# PCB Beach/Jetties - 5/8



## ThaFish (Feb 27, 2013)

My dad & I went out to the jetties this morning to see if we could get him his first red. Unfortunately, he didn't hook into any, but I did land a 35'' bull red (should have gave him the rod . ). He beat me in the total fish count though. He actually had a great day, because he had three firsts. He got his first spanish, his first ladyfish, & his first toadfish. By the way, the toadfish was an absolute pig - 13.5''! Haha. Never seen one that big.. Anyways, while we were out at the jetties, Nathan & Caleb & Andrew were at the beach. Nathan got broke off on his Okuma Solterra 50W. He had 20'' of 130 lb. mono after his wire lead & still ended up having his mainline (50 lb. mono) shredded. Must have been a big shark that got tail-wrapped. Andrew got his first pompano, & Caleb got a decent whiting. Had the pomp & the whiting for dinner & they were both delicious! Great day today.

Entries provided
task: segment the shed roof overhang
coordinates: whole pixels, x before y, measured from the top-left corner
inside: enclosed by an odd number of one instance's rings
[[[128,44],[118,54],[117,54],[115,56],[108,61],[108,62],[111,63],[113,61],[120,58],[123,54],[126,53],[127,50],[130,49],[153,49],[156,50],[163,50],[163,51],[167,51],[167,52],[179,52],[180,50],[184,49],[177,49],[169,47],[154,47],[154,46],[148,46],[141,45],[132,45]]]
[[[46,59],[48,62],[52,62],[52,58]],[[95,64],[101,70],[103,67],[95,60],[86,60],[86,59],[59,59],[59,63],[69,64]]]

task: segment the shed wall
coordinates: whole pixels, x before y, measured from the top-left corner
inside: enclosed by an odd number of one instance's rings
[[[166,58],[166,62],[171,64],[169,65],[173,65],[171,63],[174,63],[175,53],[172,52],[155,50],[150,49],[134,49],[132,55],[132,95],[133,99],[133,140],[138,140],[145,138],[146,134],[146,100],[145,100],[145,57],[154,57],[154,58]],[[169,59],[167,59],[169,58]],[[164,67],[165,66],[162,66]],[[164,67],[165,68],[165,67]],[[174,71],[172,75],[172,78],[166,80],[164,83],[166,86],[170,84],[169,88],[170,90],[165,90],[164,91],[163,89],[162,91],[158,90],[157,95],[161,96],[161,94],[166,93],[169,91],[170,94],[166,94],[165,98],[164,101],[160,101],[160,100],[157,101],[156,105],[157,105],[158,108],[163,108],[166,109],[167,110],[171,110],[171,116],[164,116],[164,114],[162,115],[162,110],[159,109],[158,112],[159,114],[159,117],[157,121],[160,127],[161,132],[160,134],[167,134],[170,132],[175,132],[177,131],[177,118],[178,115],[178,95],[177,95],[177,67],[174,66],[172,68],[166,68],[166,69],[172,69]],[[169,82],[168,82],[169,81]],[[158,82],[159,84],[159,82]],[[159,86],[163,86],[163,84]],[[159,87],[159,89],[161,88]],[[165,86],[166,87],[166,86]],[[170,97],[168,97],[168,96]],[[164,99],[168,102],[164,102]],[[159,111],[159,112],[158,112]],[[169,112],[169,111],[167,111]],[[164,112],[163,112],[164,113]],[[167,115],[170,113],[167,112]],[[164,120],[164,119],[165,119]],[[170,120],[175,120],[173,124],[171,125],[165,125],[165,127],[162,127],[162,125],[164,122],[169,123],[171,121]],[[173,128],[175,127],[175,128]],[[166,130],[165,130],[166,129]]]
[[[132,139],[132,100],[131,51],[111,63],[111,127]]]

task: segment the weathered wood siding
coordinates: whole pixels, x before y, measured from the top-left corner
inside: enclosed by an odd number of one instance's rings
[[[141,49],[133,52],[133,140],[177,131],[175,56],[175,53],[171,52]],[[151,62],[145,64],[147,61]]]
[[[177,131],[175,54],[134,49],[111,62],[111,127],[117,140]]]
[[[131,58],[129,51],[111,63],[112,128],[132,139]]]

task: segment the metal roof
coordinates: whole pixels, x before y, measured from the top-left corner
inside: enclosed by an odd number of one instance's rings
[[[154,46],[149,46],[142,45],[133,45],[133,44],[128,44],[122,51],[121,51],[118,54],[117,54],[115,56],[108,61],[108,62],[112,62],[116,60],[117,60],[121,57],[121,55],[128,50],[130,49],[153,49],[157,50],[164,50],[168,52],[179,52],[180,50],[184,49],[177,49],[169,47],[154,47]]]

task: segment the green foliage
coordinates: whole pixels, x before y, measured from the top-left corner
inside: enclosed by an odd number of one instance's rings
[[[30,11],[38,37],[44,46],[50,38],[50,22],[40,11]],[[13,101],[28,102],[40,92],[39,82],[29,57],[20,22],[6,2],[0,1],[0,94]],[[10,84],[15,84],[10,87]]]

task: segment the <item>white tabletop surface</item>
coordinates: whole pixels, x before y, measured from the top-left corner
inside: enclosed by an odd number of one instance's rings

Stated task
Pick up the fishing trip post above after its last sentence and write a few more sentences. The rows come from a separate source.

Expected output
As always, tight lines guys.


----------



## MrFish49 (Jun 30, 2012)

Great catch, never could work up the nerve to climb out there myself. Also how is the water looking?


----------



## MoganMan (Feb 24, 2013)

The water is a bit murky for the first 20-40 yards or so but after that it clears right up.


----------



## clunan1 (Mar 27, 2010)

Nice catch! Sounds like a good day.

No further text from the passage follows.